» Instruction:
Will you quote only the lines starting at the one that contains "Find the window;" and ending with the last line of the listing below, inclusive?

[Object pointing dataset rows]
——————————

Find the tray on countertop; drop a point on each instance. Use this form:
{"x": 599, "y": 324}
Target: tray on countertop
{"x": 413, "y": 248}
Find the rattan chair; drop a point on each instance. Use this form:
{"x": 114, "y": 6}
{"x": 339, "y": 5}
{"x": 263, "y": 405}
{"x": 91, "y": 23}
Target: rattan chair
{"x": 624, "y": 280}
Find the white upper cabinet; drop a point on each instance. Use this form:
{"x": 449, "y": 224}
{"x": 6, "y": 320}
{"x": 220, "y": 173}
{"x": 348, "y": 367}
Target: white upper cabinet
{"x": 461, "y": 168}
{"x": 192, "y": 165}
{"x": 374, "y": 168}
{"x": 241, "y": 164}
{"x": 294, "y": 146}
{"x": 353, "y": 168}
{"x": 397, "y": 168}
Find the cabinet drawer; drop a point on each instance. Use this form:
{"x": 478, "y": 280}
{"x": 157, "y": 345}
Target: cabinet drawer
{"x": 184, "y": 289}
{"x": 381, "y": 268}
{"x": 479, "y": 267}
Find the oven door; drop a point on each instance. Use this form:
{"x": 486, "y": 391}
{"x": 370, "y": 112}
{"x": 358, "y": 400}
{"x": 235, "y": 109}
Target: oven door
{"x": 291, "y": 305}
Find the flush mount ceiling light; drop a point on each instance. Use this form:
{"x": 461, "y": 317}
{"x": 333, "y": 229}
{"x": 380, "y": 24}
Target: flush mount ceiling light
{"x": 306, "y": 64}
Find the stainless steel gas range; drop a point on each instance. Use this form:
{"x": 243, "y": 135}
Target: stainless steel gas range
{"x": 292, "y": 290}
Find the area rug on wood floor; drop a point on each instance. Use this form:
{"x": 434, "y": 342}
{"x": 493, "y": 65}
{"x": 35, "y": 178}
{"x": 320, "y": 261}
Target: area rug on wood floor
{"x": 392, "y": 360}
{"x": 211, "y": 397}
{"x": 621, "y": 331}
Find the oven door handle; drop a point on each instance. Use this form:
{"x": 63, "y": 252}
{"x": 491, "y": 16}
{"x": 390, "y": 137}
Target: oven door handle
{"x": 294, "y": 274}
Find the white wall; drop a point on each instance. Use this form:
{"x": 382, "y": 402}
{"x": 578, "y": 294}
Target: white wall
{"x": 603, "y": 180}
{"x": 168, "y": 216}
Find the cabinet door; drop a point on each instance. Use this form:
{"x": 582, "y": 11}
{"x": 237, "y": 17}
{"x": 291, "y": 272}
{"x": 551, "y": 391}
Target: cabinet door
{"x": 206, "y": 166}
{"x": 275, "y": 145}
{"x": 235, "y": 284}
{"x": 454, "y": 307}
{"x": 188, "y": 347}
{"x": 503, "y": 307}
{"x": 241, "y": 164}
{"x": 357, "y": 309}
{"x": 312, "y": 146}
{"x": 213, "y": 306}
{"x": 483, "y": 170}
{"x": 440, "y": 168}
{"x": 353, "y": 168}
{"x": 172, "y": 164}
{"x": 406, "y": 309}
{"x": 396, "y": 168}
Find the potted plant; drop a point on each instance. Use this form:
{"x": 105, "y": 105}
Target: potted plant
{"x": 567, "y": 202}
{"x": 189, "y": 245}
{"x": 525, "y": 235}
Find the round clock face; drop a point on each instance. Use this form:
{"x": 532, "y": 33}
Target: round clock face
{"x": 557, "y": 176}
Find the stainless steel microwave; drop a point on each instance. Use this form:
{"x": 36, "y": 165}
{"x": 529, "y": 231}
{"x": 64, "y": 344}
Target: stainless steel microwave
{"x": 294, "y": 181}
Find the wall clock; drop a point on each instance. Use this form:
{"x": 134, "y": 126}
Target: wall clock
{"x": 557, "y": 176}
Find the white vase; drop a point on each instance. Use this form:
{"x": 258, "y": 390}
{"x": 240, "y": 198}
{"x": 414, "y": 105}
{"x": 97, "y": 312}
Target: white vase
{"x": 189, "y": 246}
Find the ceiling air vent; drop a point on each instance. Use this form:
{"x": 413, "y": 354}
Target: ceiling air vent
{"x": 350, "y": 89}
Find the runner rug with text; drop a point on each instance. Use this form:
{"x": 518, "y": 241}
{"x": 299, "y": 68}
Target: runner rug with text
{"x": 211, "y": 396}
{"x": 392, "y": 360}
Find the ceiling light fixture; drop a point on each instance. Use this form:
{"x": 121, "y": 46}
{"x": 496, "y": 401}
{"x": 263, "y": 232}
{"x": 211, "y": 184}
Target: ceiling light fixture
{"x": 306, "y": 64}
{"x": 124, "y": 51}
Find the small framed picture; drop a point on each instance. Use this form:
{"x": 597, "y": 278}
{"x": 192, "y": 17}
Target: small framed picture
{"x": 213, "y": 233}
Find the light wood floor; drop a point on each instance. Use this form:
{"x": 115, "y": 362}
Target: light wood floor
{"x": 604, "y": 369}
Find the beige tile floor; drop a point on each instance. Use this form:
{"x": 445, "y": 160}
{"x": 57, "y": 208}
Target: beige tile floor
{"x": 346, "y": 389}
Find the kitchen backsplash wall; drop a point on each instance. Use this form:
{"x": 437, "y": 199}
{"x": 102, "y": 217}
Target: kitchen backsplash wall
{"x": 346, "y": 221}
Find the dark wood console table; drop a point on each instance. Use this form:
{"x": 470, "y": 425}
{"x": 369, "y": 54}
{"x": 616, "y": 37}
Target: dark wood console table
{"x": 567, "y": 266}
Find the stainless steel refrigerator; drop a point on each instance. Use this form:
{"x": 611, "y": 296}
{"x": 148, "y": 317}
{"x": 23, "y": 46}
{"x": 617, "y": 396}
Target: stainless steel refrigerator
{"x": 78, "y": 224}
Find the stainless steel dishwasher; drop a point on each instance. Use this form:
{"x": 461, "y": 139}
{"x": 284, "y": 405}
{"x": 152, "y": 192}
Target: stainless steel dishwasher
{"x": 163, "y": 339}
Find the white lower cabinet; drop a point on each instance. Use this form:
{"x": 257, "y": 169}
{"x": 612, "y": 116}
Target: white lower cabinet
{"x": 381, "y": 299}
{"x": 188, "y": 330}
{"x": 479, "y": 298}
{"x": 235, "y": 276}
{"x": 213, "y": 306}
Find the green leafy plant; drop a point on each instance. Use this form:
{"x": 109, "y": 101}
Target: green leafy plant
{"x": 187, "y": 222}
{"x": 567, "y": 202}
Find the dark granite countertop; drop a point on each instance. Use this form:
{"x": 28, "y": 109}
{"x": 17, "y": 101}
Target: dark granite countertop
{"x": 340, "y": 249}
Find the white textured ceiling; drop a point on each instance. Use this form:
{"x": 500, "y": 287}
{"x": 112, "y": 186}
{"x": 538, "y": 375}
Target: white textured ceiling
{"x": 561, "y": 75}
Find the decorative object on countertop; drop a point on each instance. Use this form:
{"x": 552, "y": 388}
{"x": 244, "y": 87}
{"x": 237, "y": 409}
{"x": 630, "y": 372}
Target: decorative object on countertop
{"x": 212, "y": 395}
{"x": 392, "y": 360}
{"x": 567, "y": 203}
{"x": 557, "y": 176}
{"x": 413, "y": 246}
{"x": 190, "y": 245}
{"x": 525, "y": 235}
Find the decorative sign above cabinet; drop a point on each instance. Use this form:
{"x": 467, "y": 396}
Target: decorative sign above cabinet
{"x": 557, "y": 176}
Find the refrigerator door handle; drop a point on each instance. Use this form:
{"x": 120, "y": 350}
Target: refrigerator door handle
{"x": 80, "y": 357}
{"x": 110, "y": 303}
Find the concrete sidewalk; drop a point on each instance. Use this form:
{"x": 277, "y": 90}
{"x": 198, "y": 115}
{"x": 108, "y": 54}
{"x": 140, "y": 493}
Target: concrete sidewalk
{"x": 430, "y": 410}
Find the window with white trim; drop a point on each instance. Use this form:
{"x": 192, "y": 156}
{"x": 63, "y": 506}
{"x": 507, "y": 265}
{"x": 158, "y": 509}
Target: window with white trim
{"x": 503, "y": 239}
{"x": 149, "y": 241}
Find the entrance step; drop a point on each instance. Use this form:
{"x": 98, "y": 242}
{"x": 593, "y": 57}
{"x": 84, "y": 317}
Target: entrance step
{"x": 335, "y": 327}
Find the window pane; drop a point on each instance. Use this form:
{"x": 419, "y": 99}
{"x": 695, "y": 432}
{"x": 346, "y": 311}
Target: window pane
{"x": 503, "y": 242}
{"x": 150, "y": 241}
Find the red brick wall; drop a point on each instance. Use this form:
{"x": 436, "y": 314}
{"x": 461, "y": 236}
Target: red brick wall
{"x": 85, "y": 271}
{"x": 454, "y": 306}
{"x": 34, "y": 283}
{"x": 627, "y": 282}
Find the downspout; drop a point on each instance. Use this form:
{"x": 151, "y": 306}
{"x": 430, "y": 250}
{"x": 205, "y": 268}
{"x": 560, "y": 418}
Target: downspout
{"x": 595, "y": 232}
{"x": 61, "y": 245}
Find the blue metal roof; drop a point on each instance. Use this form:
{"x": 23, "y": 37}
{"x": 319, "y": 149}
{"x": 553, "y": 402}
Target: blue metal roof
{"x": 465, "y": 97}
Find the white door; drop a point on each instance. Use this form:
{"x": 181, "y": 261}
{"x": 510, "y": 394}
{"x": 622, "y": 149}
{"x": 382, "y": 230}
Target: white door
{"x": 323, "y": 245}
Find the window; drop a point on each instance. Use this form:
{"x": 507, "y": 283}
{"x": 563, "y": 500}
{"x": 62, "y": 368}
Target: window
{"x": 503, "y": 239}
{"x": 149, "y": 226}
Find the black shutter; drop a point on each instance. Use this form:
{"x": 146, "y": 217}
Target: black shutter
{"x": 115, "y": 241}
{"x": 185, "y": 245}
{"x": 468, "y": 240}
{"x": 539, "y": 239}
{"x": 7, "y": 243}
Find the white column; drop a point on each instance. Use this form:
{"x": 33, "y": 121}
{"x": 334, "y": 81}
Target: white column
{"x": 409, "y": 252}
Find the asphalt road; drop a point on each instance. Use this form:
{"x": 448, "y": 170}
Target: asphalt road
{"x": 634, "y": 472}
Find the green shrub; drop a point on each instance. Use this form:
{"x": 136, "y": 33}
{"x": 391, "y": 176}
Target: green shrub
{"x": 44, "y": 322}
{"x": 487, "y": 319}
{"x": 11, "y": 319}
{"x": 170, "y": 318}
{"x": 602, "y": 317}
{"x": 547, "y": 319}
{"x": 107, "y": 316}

——————————

» Written response:
Find the window; drop a point on each instance. Use this form:
{"x": 507, "y": 283}
{"x": 563, "y": 500}
{"x": 62, "y": 368}
Target: window
{"x": 503, "y": 239}
{"x": 149, "y": 226}
Find the black shutter; drop a point on each instance. Use this form:
{"x": 146, "y": 217}
Target: black shutter
{"x": 115, "y": 241}
{"x": 185, "y": 245}
{"x": 468, "y": 240}
{"x": 539, "y": 239}
{"x": 7, "y": 243}
Find the white column; drop a point on each instance. Use this form:
{"x": 33, "y": 121}
{"x": 334, "y": 81}
Target: white column
{"x": 409, "y": 252}
Find the asphalt road; drop a point on each instance. Use this form:
{"x": 448, "y": 170}
Target: asphalt road
{"x": 634, "y": 472}
Find the green shrub; drop a point on each instance. Use this form:
{"x": 136, "y": 33}
{"x": 391, "y": 176}
Target: green shrub
{"x": 44, "y": 322}
{"x": 487, "y": 319}
{"x": 11, "y": 319}
{"x": 170, "y": 318}
{"x": 602, "y": 317}
{"x": 547, "y": 319}
{"x": 107, "y": 316}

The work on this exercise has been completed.